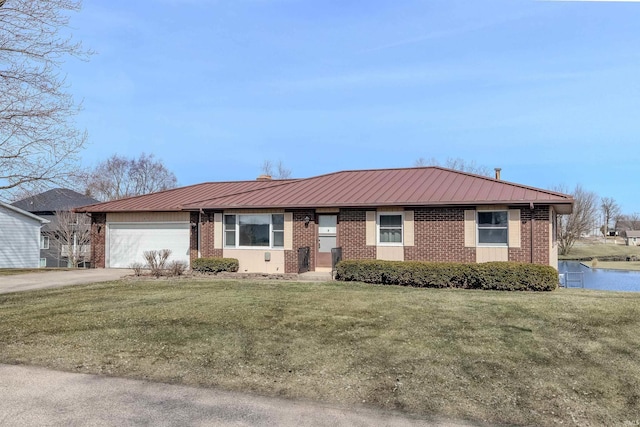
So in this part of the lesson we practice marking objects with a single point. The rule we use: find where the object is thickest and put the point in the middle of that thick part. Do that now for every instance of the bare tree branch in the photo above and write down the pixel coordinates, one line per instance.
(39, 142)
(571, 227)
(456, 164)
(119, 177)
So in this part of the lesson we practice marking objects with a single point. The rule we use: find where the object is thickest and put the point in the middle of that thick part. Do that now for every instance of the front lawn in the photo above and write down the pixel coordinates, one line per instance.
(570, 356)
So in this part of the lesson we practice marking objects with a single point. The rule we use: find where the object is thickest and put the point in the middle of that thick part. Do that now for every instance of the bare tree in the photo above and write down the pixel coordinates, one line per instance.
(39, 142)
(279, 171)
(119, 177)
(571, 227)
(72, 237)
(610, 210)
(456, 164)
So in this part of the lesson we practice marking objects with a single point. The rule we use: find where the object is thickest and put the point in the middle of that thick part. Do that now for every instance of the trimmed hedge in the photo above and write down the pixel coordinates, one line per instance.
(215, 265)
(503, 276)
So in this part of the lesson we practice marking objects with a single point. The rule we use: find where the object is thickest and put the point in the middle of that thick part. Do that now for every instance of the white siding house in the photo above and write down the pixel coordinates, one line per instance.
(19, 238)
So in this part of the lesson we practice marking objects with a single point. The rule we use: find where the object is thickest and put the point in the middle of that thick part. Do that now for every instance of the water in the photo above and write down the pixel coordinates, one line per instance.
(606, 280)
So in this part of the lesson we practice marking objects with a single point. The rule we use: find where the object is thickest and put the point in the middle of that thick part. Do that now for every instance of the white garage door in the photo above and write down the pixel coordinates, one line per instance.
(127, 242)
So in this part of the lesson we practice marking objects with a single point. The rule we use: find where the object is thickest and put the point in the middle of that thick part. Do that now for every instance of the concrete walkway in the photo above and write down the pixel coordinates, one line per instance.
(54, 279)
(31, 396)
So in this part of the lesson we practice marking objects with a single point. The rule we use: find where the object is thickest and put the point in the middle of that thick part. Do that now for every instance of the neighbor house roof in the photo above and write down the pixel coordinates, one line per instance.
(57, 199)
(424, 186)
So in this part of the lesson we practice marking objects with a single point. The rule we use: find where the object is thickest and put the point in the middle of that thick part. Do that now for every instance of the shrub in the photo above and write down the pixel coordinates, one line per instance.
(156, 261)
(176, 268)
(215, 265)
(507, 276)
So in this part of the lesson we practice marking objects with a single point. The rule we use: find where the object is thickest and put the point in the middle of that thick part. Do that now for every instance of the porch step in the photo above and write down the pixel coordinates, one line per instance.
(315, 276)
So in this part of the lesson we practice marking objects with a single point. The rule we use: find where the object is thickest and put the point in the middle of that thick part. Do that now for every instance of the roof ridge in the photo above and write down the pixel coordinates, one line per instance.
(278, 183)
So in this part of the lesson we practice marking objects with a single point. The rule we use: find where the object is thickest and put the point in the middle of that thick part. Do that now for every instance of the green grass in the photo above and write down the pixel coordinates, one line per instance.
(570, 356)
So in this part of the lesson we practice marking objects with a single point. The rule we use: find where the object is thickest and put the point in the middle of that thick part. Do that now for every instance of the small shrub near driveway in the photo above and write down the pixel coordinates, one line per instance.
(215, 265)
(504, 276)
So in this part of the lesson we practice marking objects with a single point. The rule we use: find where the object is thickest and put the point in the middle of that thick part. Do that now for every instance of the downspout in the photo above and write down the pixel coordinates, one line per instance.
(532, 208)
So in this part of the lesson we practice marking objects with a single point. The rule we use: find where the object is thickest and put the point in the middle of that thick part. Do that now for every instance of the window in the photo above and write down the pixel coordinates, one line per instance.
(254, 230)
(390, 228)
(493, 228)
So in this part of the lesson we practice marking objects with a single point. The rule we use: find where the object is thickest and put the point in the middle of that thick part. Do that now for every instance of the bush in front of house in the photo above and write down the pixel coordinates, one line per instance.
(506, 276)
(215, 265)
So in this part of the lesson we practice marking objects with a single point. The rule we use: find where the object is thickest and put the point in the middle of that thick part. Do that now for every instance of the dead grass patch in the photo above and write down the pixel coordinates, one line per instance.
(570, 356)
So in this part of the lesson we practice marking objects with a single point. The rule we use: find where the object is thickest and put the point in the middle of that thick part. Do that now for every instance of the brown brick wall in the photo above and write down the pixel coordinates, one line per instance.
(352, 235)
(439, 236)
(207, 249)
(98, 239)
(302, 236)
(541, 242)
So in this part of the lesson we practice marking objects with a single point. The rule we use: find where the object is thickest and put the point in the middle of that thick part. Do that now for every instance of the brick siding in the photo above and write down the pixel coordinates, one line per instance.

######

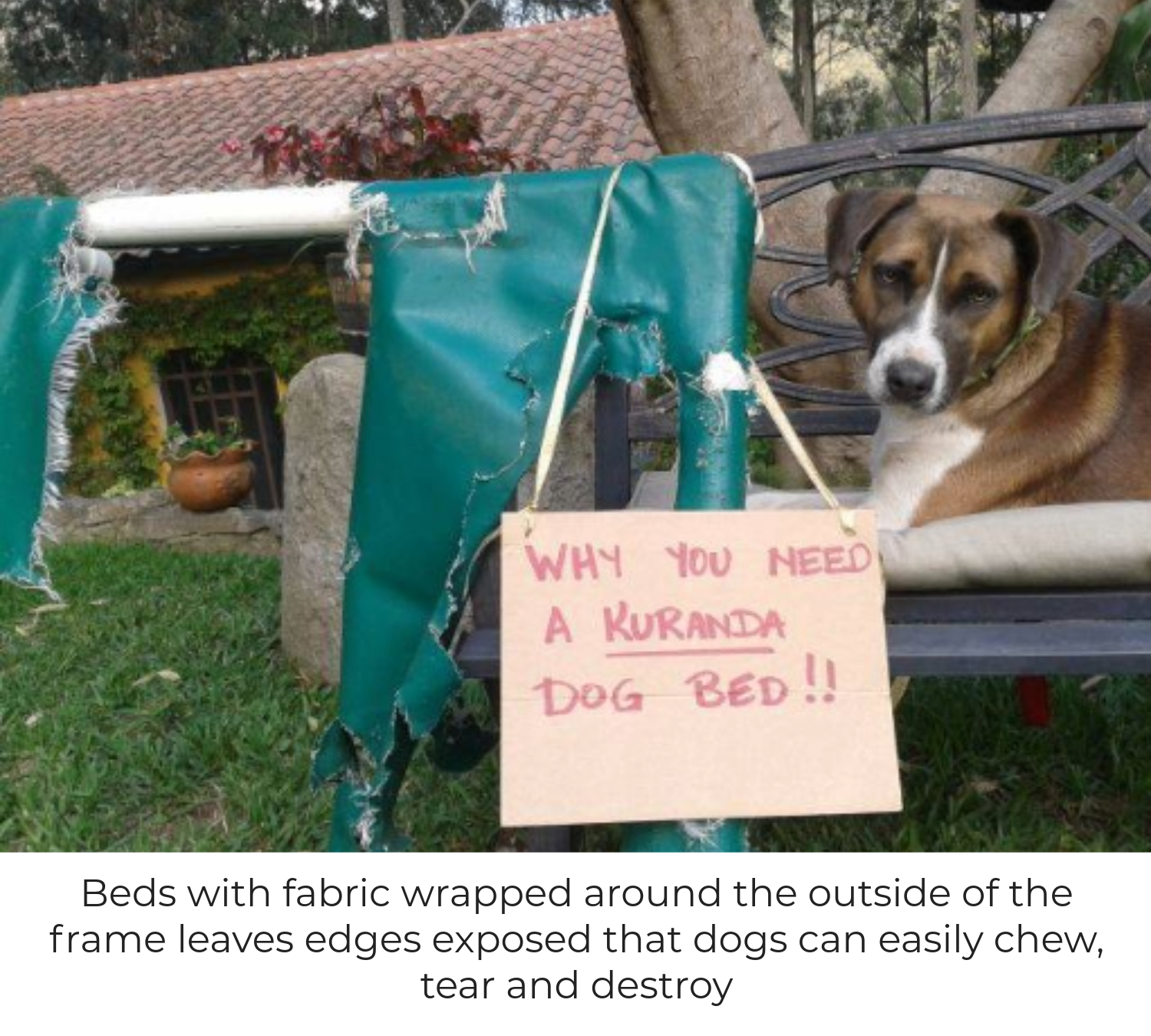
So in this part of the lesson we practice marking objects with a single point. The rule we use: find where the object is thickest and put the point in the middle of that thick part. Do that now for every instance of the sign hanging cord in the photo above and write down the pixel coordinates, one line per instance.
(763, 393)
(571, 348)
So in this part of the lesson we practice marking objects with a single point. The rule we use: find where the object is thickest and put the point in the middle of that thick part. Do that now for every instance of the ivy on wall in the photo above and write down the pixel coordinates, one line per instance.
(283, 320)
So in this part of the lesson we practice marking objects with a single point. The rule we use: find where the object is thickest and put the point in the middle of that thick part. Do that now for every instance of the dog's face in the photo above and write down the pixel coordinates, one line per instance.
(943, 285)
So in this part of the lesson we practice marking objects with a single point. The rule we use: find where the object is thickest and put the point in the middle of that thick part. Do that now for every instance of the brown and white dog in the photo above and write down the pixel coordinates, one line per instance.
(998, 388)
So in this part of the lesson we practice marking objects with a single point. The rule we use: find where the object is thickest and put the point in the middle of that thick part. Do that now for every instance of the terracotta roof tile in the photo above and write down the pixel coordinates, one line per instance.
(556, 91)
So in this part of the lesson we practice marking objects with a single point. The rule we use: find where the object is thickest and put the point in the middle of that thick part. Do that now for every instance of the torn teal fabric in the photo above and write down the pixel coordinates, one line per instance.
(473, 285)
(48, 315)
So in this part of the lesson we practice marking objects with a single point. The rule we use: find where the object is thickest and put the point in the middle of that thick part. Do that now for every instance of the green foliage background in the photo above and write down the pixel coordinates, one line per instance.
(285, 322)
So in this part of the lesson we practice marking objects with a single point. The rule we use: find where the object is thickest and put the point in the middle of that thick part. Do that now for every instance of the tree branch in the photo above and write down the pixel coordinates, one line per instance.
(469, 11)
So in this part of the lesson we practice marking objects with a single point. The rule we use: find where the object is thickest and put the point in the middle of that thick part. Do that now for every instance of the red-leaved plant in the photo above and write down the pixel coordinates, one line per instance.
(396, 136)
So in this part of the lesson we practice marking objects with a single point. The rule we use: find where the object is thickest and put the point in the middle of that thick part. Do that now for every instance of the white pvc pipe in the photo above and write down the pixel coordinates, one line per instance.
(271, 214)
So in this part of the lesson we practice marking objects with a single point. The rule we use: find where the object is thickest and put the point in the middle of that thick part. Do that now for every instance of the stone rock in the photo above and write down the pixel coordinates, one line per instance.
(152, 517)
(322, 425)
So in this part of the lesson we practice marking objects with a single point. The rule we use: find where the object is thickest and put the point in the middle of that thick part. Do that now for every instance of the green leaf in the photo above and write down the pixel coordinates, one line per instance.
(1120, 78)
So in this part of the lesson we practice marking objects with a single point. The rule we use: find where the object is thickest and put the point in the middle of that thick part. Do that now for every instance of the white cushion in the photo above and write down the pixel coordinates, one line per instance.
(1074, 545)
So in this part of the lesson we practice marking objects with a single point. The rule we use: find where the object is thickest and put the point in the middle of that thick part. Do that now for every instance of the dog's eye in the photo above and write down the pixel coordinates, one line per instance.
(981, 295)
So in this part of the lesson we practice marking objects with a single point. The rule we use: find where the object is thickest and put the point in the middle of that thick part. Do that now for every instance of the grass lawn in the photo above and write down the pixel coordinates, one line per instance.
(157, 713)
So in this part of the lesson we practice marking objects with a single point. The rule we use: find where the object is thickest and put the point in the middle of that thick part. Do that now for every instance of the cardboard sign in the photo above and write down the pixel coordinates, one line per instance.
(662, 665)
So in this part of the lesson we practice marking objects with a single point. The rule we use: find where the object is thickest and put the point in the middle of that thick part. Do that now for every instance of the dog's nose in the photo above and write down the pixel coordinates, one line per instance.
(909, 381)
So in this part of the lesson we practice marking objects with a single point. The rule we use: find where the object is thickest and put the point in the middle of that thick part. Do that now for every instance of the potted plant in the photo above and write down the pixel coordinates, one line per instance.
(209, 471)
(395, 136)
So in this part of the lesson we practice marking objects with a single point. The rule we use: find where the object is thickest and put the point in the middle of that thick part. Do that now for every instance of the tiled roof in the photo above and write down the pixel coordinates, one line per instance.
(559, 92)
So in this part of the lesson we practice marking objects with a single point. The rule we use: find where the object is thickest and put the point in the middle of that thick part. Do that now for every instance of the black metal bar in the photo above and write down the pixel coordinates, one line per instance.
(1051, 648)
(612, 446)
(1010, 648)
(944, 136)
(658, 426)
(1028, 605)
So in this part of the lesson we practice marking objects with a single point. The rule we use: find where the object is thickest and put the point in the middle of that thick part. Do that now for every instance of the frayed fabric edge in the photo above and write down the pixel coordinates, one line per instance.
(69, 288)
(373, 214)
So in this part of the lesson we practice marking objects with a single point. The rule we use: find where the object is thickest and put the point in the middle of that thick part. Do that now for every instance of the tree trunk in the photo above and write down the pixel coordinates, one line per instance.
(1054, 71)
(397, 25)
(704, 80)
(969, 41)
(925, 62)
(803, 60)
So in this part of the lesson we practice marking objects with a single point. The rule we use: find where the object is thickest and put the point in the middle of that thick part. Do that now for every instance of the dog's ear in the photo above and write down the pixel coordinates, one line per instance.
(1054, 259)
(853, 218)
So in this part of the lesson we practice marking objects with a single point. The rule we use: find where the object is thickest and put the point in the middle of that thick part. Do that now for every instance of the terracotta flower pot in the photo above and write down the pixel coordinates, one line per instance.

######

-- TASK ITEM --
Copy out each line of the data above, exactly, if it lies between the line holding "of the frayed" and the line holding "the terracotta flower", inclusive; copy no other line.

-- ANSWER TO THIS EXERCISE --
So in this part of the lesson we practice marking objects with a single point. The rule we use: find where the object is thickest and put the point in the middle of that thick part. Do that now for every instance of the frayed fabric edge in the photo above and write down the pixel coordinates, one line per instance.
(69, 288)
(373, 214)
So in this part of the lesson we practice marking objects with a single point. The rule we use: find where the object is thickest and put the point in the middle of that thick part. Do that now for every instance of the tree trunk in the photo above and write down the pixel coordinates, one line per instance.
(1054, 71)
(397, 25)
(704, 80)
(969, 41)
(925, 62)
(803, 60)
So in this part of the lesson we practice marking objects with a single point. The rule we use: find where the object is thickest and put the point in the middle of that thick part. Do that now for every instance of the dog's ear in the photo above and write down the pixel coordinates, one line per instance.
(1054, 259)
(853, 218)
So in this part of the lesson we practice marking objects with a single point. The rule we use: find where the object is thickest and put the point in the middle of that thick part. Do that now for every instance of the terracotta flower pot in the photo above and write down the pixel coordinates, one line per instance.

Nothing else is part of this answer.